#### The problem
Write out each line of the records that has "query" in it.

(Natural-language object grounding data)
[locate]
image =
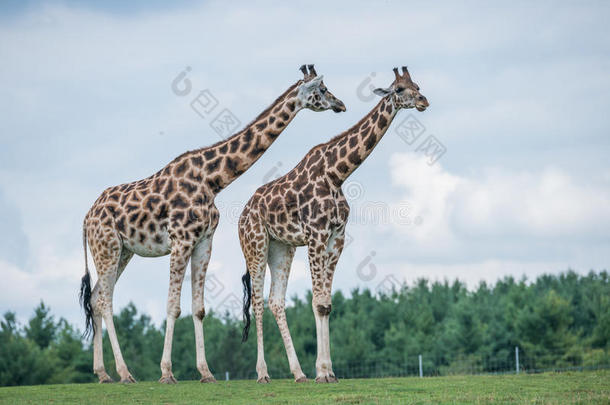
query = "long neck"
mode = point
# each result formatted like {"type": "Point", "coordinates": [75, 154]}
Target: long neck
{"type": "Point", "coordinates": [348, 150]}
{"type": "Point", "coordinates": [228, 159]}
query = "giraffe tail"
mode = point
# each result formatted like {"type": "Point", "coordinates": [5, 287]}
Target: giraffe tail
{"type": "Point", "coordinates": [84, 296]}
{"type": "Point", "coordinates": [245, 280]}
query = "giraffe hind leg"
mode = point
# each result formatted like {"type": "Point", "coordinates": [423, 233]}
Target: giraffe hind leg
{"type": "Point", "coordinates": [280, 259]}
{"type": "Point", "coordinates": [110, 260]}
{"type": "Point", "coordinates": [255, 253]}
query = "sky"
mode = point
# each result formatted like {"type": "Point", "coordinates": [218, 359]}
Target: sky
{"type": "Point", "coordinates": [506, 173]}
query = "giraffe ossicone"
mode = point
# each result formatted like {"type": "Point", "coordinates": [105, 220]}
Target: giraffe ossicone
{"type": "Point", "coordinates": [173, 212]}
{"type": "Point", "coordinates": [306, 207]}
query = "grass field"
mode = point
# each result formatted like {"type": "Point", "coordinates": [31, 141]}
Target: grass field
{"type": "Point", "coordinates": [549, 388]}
...
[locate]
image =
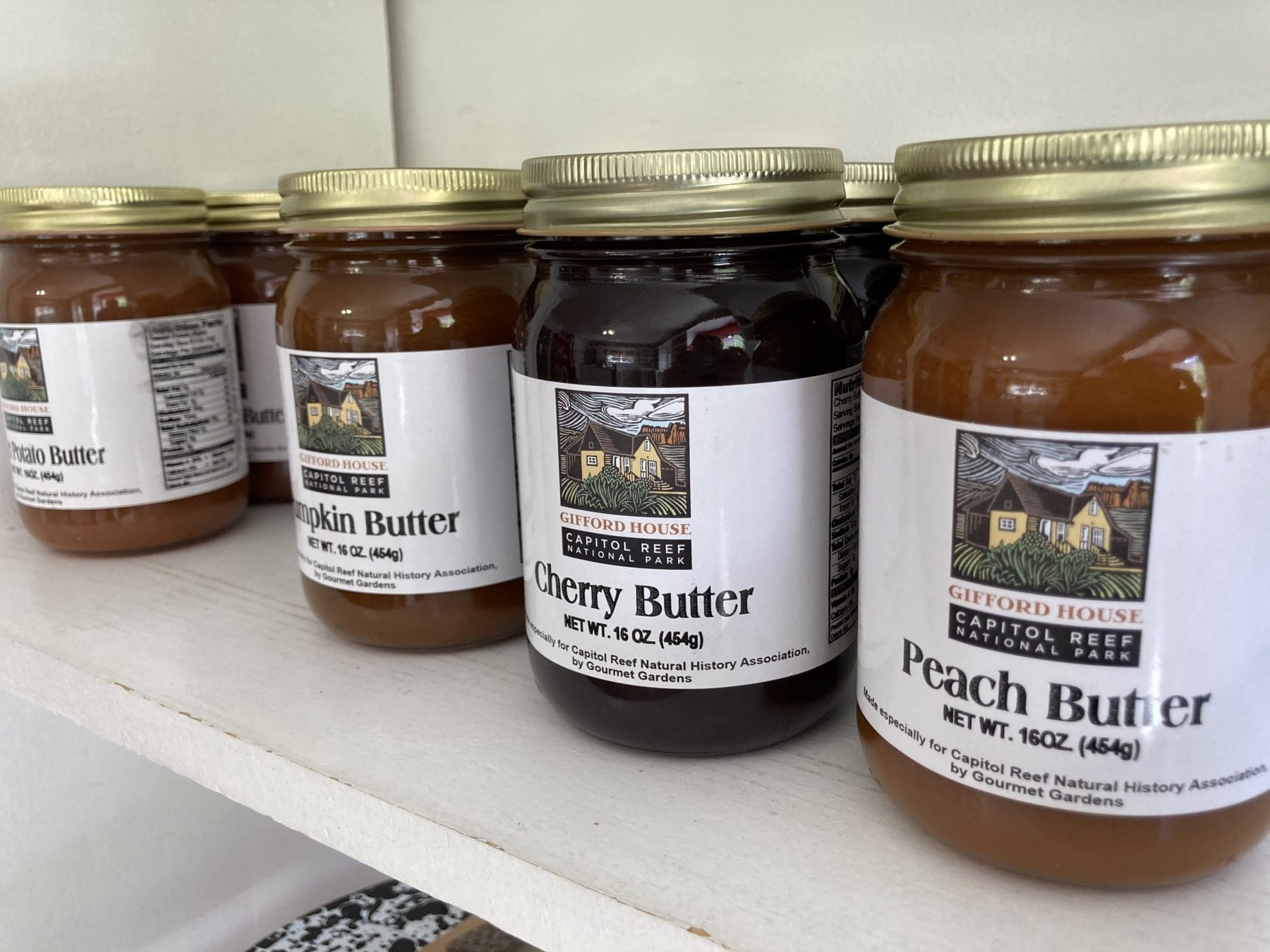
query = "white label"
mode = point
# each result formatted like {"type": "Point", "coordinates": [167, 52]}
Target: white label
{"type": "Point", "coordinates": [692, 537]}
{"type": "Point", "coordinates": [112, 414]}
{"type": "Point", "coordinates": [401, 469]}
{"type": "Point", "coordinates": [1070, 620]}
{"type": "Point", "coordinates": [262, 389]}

#### Result for this task
query = "long neck"
query = "giraffe tail"
query = "giraffe hind leg"
query = "sky"
query = "giraffe ossicone"
query = "grass field"
query = "white label"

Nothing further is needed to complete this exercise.